Saved entries:
+ + + + + + +

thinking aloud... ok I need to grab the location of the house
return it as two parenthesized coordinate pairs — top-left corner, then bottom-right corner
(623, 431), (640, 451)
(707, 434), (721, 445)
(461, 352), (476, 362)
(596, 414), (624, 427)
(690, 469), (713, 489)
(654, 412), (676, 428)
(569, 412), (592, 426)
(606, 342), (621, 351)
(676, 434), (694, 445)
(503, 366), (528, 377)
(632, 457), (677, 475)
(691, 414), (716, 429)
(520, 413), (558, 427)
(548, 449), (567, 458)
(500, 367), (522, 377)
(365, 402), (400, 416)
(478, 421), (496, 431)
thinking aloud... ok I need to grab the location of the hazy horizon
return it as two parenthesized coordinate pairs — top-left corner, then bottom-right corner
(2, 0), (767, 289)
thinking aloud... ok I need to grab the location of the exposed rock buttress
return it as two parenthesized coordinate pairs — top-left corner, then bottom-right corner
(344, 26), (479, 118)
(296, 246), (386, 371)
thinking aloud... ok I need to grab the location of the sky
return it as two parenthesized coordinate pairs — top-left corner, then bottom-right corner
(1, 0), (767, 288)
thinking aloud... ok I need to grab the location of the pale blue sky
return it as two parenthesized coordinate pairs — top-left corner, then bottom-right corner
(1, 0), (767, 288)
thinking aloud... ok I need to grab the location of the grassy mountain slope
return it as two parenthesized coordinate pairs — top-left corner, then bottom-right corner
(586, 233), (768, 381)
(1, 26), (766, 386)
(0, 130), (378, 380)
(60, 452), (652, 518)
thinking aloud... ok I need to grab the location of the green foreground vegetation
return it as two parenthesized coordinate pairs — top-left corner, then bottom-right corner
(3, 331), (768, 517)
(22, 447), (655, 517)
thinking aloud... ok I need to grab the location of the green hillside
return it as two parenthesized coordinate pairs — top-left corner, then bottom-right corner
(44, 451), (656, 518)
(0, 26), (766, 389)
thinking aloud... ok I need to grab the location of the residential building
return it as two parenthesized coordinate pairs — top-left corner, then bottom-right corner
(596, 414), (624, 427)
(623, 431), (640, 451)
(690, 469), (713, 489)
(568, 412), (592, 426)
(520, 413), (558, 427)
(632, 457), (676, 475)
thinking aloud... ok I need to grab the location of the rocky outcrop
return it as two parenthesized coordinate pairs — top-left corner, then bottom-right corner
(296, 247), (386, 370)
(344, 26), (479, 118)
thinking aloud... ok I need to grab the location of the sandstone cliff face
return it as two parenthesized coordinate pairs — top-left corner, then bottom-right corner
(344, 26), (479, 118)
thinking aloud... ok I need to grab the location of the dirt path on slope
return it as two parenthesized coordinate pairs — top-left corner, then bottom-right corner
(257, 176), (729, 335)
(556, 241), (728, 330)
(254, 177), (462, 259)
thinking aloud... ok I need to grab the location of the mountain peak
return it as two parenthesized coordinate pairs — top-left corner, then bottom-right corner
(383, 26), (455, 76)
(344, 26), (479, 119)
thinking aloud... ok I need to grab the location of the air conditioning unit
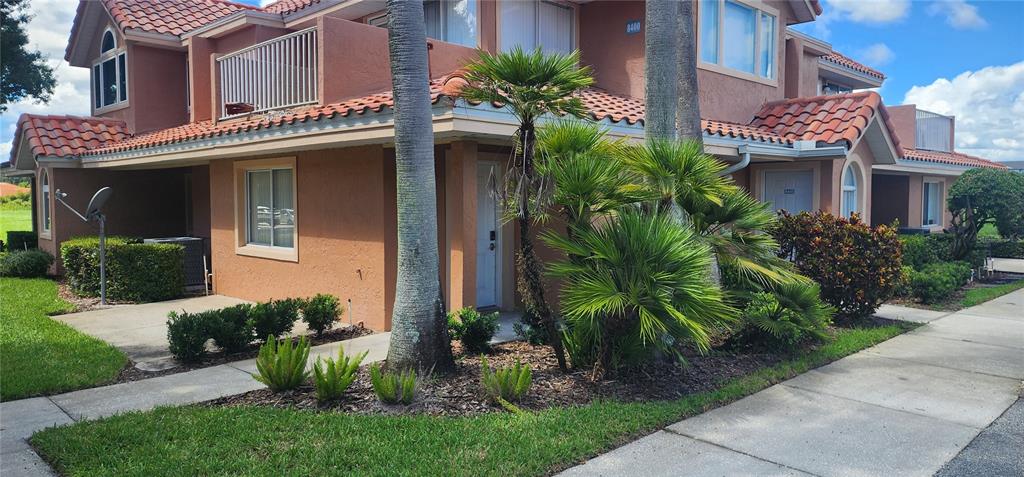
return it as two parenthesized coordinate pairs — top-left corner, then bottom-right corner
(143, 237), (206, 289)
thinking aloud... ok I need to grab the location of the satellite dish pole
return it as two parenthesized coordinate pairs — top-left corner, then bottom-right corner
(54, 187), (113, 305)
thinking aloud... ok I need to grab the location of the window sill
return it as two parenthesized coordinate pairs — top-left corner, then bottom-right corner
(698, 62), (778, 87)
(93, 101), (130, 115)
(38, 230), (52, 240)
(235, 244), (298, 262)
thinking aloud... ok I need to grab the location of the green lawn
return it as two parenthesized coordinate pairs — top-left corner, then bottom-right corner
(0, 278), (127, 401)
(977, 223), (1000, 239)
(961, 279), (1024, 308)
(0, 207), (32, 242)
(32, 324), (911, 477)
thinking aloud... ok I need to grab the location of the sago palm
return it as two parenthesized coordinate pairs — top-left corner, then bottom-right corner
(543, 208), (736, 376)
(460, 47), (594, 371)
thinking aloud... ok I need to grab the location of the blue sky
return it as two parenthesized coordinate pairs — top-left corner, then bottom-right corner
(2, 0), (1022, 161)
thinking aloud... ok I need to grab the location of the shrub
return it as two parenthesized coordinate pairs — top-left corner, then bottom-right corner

+ + + + + + +

**What this task involves:** Restate word for word the lines of the data above, starting at the line containing "the green hillside" and ending at the line containing "the residential building", both included, and nothing more.

**Output of the exercise:**
thinking aloud... ok I need to grab the location of the green hillside
return it as two parenthesized coordinate pairs — top-left corner, then bottom-right corner
(44, 451), (656, 518)
(0, 26), (766, 389)
thinking aloud... ok I need to grab the location of the residential building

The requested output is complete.